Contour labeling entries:
__________________________________________________
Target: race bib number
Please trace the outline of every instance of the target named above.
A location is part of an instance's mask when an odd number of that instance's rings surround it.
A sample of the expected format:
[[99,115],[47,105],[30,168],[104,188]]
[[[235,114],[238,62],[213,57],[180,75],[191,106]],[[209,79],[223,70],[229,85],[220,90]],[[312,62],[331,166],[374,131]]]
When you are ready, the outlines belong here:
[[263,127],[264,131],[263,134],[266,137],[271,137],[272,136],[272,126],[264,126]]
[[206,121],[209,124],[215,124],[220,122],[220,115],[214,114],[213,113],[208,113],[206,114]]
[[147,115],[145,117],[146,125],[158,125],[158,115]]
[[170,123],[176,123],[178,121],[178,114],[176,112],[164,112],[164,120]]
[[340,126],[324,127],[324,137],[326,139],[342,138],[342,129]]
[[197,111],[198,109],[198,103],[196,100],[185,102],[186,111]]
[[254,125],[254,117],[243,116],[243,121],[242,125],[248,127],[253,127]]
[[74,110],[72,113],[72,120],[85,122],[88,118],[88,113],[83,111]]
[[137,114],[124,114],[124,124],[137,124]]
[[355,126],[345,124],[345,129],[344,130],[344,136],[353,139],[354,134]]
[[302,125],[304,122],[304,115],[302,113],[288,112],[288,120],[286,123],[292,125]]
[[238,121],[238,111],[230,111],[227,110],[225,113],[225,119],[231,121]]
__________________________________________________
» What this task involves:
Copy every line above word for word, keeping the original order.

» Exercise output:
Target: race bib number
Please trace the outline of every instance of the target named above.
A location is part of an instance's mask when an odd number of that instance's rings surround it.
A sample of the expected format:
[[99,115],[47,105],[30,168],[104,188]]
[[[235,114],[238,62],[213,57],[180,75],[191,106]],[[209,79],[223,70],[229,85],[220,90]],[[312,62],[331,166],[374,131]]]
When you are ready, the outlines belong here:
[[263,127],[264,131],[263,134],[266,137],[271,137],[272,136],[272,126],[264,126]]
[[206,121],[209,124],[215,124],[220,122],[220,115],[214,114],[213,113],[208,113],[206,114]]
[[147,115],[145,117],[146,125],[158,125],[158,115]]
[[170,123],[176,123],[178,121],[178,114],[176,112],[164,112],[164,120]]
[[340,126],[324,127],[324,137],[326,139],[342,138],[342,129]]
[[197,111],[198,109],[198,103],[196,100],[185,102],[186,111]]
[[254,125],[254,117],[243,116],[243,121],[242,125],[248,127],[253,127]]
[[74,110],[72,113],[72,120],[85,122],[88,118],[88,113],[83,111]]
[[137,114],[124,114],[124,124],[137,124]]
[[355,126],[345,124],[345,129],[344,130],[344,136],[353,139],[354,134]]
[[302,125],[304,122],[304,115],[302,113],[288,112],[288,120],[286,123],[292,125]]
[[238,121],[238,111],[230,111],[227,110],[225,113],[225,119],[231,121]]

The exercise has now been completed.